WHAT YOU SHOULD DO:
Your answer must contain only the lines from the one containing "Target: dirt ground" through the end of the entries below, reproduced character for character.

-------- DATA FOR PROCESSING --------

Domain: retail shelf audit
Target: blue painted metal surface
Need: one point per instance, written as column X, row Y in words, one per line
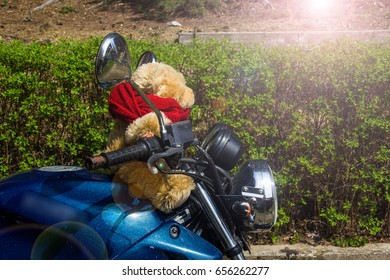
column 70, row 212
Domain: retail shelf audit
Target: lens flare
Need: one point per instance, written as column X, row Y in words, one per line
column 69, row 240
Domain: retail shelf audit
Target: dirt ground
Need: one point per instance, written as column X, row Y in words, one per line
column 82, row 18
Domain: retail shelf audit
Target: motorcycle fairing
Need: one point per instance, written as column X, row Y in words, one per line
column 85, row 204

--------

ANSWER SPACE:
Target: dirt ground
Need: one point per instance, written as column X, row Y in words, one per line
column 82, row 18
Domain: retail shelf audit
Target: motorcycle fairing
Need: one point per instance, written as column X, row Y in words, one per line
column 85, row 204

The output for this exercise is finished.